Please rewrite the items from the line containing "Pick out every instance of the white chest" through the end, replacing "apiece" with "each" and keeping everything else the same.

*Data supplied*
^^^^

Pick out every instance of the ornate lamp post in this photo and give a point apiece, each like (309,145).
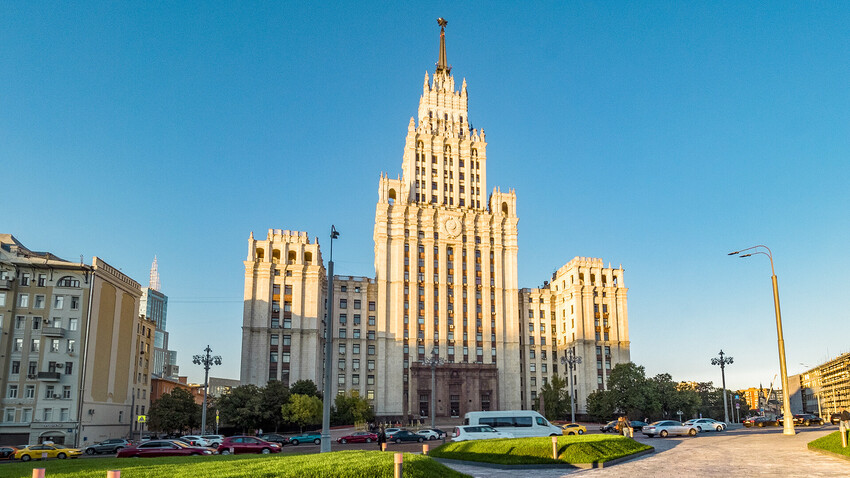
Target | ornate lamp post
(326,398)
(788,421)
(723,361)
(207,361)
(571,360)
(433,362)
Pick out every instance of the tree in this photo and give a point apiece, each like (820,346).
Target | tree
(351,408)
(305,387)
(600,405)
(175,411)
(273,396)
(242,407)
(556,398)
(302,410)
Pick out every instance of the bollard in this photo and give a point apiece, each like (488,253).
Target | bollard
(397,465)
(554,448)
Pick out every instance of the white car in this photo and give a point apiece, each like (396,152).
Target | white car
(663,428)
(478,432)
(706,424)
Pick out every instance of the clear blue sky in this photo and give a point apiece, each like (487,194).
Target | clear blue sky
(656,135)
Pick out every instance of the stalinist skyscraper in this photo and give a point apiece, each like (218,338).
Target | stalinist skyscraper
(445,289)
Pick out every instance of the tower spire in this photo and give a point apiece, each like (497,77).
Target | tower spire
(443,64)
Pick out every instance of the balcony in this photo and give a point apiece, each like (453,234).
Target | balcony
(51,376)
(53,331)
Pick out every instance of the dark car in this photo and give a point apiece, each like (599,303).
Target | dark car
(760,422)
(405,435)
(274,438)
(246,444)
(155,448)
(107,446)
(7,452)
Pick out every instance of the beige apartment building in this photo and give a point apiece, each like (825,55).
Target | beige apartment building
(71,350)
(445,287)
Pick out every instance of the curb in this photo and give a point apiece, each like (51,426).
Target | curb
(567,466)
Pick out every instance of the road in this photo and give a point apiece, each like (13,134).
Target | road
(741,452)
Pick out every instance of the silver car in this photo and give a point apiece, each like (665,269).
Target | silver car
(663,428)
(706,424)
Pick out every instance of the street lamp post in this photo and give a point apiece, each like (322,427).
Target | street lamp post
(571,360)
(326,399)
(723,361)
(788,421)
(207,361)
(433,362)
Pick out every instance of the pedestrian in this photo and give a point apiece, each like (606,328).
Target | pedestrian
(382,438)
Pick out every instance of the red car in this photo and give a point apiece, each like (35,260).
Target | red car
(358,437)
(156,448)
(246,444)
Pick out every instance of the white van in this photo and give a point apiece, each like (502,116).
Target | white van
(519,423)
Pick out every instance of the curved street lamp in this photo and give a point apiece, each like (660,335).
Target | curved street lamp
(788,421)
(571,360)
(723,362)
(207,361)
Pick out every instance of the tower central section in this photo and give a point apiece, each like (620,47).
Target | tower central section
(446,266)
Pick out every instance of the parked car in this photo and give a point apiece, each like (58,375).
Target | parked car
(7,452)
(760,422)
(308,437)
(194,440)
(156,448)
(245,444)
(706,424)
(663,428)
(52,451)
(574,429)
(431,434)
(214,440)
(804,419)
(358,437)
(107,446)
(478,432)
(274,438)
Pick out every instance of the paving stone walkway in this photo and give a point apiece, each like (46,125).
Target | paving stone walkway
(742,452)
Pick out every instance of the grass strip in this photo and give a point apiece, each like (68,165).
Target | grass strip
(531,451)
(830,443)
(345,464)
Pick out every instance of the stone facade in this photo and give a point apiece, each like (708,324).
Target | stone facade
(445,288)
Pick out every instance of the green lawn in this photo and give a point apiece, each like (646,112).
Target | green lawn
(525,451)
(831,442)
(351,464)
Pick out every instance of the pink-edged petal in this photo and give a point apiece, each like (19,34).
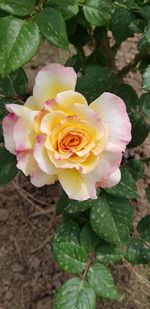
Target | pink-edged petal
(24,135)
(32,104)
(93,120)
(8,124)
(112,181)
(112,111)
(108,163)
(18,110)
(76,186)
(40,179)
(52,79)
(42,158)
(26,162)
(67,98)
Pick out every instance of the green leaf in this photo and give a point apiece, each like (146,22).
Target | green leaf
(67,251)
(52,26)
(97,13)
(15,84)
(120,24)
(144,103)
(20,39)
(109,254)
(70,257)
(79,37)
(111,219)
(58,3)
(146,78)
(1,134)
(8,168)
(101,280)
(138,125)
(95,81)
(139,252)
(148,193)
(128,94)
(98,57)
(77,62)
(70,11)
(17,7)
(72,206)
(75,294)
(136,168)
(143,228)
(88,238)
(68,231)
(126,188)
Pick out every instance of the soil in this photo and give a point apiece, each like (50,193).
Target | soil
(29,276)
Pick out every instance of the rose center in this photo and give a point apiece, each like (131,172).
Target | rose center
(71,140)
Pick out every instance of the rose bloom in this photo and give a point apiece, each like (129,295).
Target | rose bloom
(56,135)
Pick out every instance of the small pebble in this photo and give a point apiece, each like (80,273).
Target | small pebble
(8,295)
(17,268)
(4,214)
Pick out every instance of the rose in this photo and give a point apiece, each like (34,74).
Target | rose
(56,135)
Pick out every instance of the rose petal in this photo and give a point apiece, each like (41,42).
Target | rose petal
(18,110)
(77,187)
(24,135)
(8,124)
(42,158)
(112,181)
(112,111)
(26,162)
(67,98)
(39,178)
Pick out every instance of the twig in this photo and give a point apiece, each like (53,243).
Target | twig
(18,251)
(42,245)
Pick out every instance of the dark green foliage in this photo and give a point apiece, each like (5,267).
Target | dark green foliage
(93,234)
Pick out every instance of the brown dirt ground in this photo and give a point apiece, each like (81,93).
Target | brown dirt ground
(28,275)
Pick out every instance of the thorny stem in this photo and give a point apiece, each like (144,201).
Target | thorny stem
(86,270)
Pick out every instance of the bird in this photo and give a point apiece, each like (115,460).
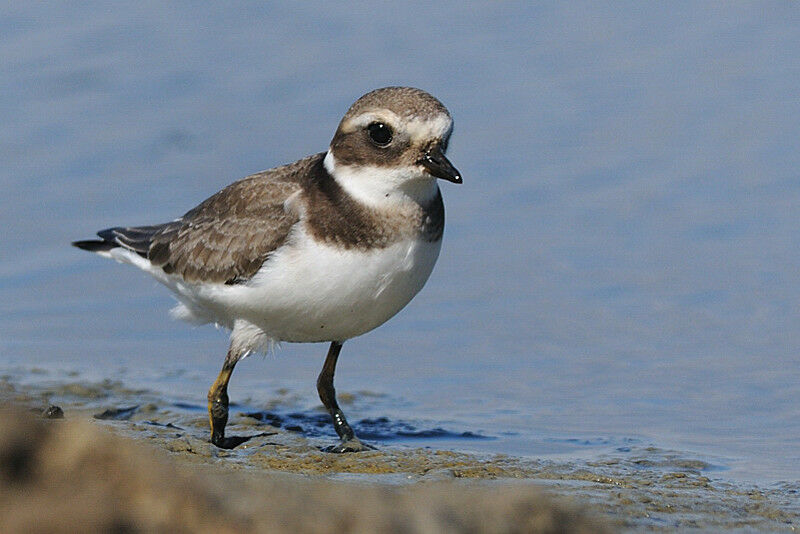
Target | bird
(321,250)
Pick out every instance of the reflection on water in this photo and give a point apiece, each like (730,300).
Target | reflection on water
(621,260)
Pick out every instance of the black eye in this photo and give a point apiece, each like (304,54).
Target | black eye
(380,133)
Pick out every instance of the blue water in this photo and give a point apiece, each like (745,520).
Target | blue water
(621,262)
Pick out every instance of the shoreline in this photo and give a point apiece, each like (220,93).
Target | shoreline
(646,489)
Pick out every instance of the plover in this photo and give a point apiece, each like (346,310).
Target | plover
(320,250)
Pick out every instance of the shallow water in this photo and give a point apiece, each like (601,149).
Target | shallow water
(619,266)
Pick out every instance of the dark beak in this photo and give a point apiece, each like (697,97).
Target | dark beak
(439,166)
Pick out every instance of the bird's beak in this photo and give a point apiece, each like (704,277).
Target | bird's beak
(439,166)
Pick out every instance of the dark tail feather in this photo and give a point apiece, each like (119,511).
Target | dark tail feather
(93,245)
(138,239)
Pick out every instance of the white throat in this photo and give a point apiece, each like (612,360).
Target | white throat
(382,186)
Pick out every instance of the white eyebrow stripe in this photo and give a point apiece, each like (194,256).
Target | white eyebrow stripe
(418,128)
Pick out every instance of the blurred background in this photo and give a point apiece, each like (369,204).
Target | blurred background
(619,267)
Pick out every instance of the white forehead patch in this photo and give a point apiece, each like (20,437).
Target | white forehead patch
(429,128)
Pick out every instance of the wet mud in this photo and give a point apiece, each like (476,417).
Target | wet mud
(637,487)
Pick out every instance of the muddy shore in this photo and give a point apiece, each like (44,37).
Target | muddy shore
(166,476)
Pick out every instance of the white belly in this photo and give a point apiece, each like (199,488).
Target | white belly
(310,292)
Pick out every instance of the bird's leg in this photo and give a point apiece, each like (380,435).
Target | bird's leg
(327,394)
(218,404)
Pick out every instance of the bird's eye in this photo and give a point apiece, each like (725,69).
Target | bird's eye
(380,134)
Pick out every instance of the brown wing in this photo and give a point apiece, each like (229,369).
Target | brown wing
(228,237)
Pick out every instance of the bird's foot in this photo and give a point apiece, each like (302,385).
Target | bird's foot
(352,445)
(231,442)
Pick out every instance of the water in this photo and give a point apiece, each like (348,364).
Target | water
(620,265)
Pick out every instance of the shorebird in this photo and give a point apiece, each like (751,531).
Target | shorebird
(320,250)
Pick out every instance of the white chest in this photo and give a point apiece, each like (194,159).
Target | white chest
(310,291)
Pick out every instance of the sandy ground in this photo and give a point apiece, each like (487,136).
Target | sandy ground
(115,459)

^^^^

*Task response*
Pick out every instance of the white chest in this photo and give a point each, each like (194,159).
Target | white chest
(310,291)
Pick out every instance of the sandy ground in this photo and give a point each, each like (487,136).
Target | sandy ground
(115,459)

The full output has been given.